> **Saved entries**:
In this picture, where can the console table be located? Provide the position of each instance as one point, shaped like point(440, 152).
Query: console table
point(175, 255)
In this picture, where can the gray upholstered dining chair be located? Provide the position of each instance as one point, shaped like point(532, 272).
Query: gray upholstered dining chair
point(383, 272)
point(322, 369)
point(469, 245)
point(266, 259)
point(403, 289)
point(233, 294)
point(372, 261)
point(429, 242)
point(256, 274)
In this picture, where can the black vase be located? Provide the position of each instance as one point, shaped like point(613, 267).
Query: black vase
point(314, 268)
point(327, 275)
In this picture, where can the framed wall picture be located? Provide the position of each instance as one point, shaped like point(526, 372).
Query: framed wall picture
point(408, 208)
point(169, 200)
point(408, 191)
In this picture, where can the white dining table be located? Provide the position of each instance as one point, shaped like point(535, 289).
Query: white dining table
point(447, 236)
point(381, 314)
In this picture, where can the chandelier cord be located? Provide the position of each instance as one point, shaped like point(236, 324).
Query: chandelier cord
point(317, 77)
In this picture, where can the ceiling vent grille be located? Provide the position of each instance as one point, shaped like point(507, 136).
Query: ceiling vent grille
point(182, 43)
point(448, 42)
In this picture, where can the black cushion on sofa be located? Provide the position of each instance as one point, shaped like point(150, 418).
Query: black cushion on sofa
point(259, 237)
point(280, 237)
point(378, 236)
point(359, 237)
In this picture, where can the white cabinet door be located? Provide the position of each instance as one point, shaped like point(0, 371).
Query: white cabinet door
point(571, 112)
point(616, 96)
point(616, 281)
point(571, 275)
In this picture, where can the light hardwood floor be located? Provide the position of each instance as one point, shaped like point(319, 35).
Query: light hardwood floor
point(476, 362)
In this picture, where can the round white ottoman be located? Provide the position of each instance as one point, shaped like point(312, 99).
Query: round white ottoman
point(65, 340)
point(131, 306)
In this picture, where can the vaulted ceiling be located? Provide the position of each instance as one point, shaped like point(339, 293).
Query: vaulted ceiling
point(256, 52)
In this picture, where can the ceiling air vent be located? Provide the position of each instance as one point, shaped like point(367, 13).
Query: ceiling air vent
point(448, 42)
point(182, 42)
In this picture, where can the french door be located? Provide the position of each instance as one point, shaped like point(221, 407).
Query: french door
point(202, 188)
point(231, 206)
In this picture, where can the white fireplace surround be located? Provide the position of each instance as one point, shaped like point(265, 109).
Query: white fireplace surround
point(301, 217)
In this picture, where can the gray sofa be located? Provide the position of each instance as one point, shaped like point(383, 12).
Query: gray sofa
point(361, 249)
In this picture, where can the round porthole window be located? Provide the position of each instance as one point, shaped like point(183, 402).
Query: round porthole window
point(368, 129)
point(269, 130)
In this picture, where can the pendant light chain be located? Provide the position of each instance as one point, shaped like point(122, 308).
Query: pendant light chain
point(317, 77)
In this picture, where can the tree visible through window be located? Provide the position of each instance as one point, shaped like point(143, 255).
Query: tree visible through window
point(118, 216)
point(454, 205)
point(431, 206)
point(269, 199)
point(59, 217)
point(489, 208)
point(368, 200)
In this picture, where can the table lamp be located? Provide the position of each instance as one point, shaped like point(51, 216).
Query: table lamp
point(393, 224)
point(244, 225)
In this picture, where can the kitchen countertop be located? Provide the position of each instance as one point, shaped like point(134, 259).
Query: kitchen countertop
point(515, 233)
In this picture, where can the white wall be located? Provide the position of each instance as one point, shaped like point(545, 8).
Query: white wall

> **Task objective**: Only the lines from the one containing "In this picture, where can the white wall" through the end of the entries above belong in the answer; repeat them exactly.

> **Solved exercise**:
In this picture, where can the white wall be located? Provide the position of each instance as one point, shaped like point(545, 8).
Query: white wall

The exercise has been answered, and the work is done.